=== Stored records ===

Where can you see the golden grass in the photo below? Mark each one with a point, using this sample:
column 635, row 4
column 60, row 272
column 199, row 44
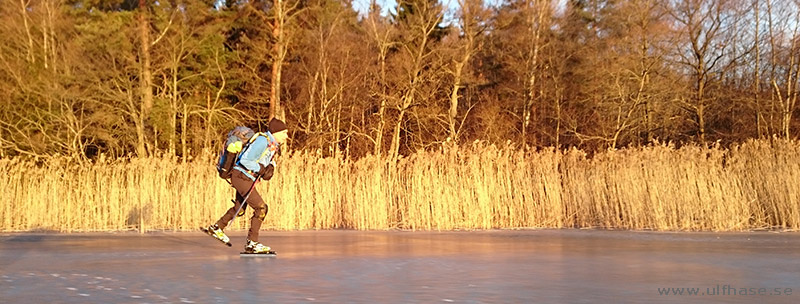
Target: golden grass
column 755, row 185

===

> [What to do]:
Extract every line of the listing above verbatim, leaving out the pictures.

> [Problem solution]:
Where can you see the golden grass in the photo below? Mark each one with a point, using this sample:
column 635, row 4
column 60, row 272
column 199, row 44
Target: golden grass
column 755, row 185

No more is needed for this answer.